=== Alıştırma A ===
Aşağıdaki alıntı metnin "Geçen gün iki" sözleriyle başlayıp "minik bir leke!" sözlerine kadar süren bölümünü hiçbir değişiklik yapmadan yeniden yazın.

■ ■ ■ ■ ■

AVM’de bir tango!
Tam tango havasındayız ve AVM’leri çok özledik. Sizi bir AVM’ye götürüp tango izlettireyim dedim.

Geçen gün iki yıl dersimize giren Almanca hocamız Waltraud Hanopulos’u anınca, Almanca’ya bir Latin ruhu katan ve çok severek başlamamızı sağlayan ilk Almanca hocam Brigitte Işıl’a haksızlık ettiğimi düşündüm. Her zaman çok bakımlı, şık ve zarif, hayranlıkla izlediğimiz Barbie öğretmenimizdi o bizim. Alnındaki nokta bindi değil, yıllık sayfasında minik bir leke!
Biz onu Gorbon Işıl’ın gelini diye bilirdik. Ama bu bir okul efsanesi miydi bilmiyorum. Şimdi araştırırken gördüm ki ailenin soyadı Işıl değil, Gorbon. Belki de bir ortaklıktı Gorbon ve Işıl ailelerine ait. Araştırmalarıma devam edeceğim, bırakmayacağım bu işin peşini.

Bir Gorbon Işıl dükkânı

Çay, kahve ve şeker
Gorbon Işıl, bir dönemin efsane seramik şirketiydi. Mağazaları, çoğu etnik desenli rengârenk çok zevkli seramik ürünlerle dolu olur, insan bir türlü seçim yapamazdı. Ayrıca, şirketlere başta kül tablası olmak üzere çeşitli eşantiyon ürünler hazırlardı. Birçoğumuzun evinde hâlâ bu ürünlerden vardır.

■ ■ ■ ■ ■

=== Alıştırma B ===
Aşağıdaki girdilerde "trousers and produce bounding box coordinates for each." ifadesini içeren satırdan başlayıp "[266,406,332,480]" ifadesini içeren satıra kadar süren satırları, iki uç satır da dahil olmak üzere, JSON dizelerinden oluşan bir listeye dönüştürün. Her satır için bir dize yazın, boş satırları almayın.

■ ■ ■ ■ ■

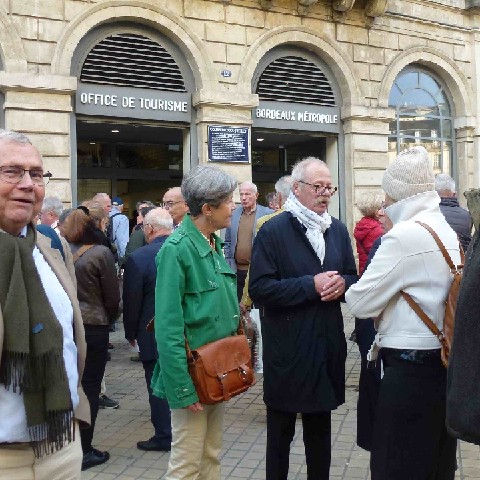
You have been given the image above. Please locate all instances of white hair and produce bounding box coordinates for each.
[435,173,455,193]
[292,157,328,183]
[238,180,258,193]
[275,175,292,199]
[143,207,173,231]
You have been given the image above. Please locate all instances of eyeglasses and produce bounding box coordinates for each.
[162,200,185,210]
[0,167,53,187]
[298,180,337,196]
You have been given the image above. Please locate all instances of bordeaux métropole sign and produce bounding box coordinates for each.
[75,83,192,123]
[253,101,340,133]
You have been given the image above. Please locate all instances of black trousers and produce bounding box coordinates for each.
[370,349,457,480]
[80,325,109,453]
[142,360,172,446]
[266,406,332,480]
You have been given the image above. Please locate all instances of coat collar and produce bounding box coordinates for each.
[178,214,223,258]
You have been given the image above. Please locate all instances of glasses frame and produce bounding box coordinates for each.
[0,165,53,187]
[298,180,338,197]
[161,200,185,210]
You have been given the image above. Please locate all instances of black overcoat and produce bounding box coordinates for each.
[123,237,168,361]
[249,212,358,413]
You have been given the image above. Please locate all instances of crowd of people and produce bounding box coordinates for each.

■ ■ ■ ■ ■

=== Doğru cevap A ===
Geçen gün iki yıl dersimize giren Almanca hocamız Waltraud Hanopulos’u anınca, Almanca’ya bir Latin ruhu katan ve çok severek başlamamızı sağlayan ilk Almanca hocam Brigitte Işıl’a haksızlık ettiğimi düşündüm. Her zaman çok bakımlı, şık ve zarif, hayranlıkla izlediğimiz Barbie öğretmenimizdi o bizim. Alnındaki nokta bindi değil, yıllık sayfasında minik bir leke!

=== Doğru cevap B ===
[
  "You have been given the image above. Please locate all instances of black trousers and produce bounding box coordinates for each.",
  "[370,349,457,480]",
  "[80,325,109,453]",
  "[142,360,172,446]",
  "[266,406,332,480]"
]